-------- DATA ENTRIES --------
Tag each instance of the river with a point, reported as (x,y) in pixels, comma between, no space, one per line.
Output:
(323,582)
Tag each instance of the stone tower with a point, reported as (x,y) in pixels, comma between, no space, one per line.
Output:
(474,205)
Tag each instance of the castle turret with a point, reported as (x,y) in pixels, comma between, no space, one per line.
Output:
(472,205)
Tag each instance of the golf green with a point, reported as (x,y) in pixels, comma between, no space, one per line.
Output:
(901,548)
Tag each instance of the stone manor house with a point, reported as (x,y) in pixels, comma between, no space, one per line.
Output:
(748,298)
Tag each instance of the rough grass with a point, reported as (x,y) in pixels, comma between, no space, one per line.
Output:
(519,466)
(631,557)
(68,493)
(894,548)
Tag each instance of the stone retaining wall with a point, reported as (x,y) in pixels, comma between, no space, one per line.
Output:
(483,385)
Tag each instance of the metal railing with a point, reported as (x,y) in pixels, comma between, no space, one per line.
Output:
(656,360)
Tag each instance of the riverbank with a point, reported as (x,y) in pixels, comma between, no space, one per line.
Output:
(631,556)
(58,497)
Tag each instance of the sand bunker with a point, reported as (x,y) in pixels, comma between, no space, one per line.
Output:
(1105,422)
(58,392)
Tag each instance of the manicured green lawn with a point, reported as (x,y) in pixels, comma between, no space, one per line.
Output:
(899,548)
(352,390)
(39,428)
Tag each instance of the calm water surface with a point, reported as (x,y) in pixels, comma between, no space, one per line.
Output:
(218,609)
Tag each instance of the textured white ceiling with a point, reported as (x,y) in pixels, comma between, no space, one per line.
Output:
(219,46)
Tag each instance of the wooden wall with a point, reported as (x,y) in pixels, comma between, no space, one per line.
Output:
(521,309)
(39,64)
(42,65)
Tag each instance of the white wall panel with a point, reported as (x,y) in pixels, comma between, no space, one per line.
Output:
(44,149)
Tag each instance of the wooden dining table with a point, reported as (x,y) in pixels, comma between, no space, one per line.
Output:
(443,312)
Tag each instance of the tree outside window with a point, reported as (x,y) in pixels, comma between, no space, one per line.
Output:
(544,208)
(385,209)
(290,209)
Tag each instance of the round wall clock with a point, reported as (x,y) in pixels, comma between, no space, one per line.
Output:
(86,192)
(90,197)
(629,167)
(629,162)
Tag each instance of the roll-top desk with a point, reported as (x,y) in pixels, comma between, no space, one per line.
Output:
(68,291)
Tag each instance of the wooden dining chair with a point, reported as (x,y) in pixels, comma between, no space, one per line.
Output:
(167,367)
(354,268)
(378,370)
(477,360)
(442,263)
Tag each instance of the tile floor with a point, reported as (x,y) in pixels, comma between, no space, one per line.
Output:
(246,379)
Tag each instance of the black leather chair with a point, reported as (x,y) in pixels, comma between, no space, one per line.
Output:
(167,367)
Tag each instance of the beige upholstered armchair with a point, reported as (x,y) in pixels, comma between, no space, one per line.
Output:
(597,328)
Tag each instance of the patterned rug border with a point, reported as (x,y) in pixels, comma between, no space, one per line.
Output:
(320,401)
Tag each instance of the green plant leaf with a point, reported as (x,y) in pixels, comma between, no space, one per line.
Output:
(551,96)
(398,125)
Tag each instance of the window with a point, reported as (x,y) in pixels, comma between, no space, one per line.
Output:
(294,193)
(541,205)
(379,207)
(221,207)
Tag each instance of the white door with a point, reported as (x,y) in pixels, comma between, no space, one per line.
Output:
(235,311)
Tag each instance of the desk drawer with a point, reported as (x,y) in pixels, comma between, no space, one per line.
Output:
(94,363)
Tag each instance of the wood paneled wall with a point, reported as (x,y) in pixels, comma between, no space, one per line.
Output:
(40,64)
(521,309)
--------
**WHAT THIS TASK INVOLVES**
Take the line in which "Tag each instance of the tile" occurs and each subsequent line through the end; give these lines again without alteration.

**EXERCISE OUTPUT**
Tag each instance of the tile floor with a point, reported as (x,y) in pixels, comma between, no space, one per line.
Output:
(246,379)
Tag each instance of the black leather chair with a point, reported as (x,y) in pixels, comma between, no space, one per line.
Output:
(167,367)
Tag each instance of the beige upholstered armchair with a point, reported as (x,y) in pixels, comma between, no space, one per line.
Output:
(597,328)
Tag each instance of the patterned rug border with a point, reported as (x,y) in pixels, comma between, no space, one per line.
Output:
(320,401)
Tag each instance of the green plant leaf with a point, reported as (x,y) in pixels, comma between, no space, one per line.
Output:
(551,96)
(398,125)
Tag each instance of the window with a point, reported as (x,y) in pixels, comma between, no space, one per line.
Output:
(294,193)
(541,205)
(379,207)
(221,207)
Tag each instance of the white door with a point, reported as (x,y) in pixels, comma between, no space, one per line.
Output:
(235,311)
Tag each instance of the desk drawer with a point, reported as (x,y) in pixels, comma between, no space, one per line.
Output:
(94,363)
Tag each instance of the wood paneled wall with a point, reported as (x,y) in pixels, comma between, no space, one per line.
Output:
(40,64)
(521,309)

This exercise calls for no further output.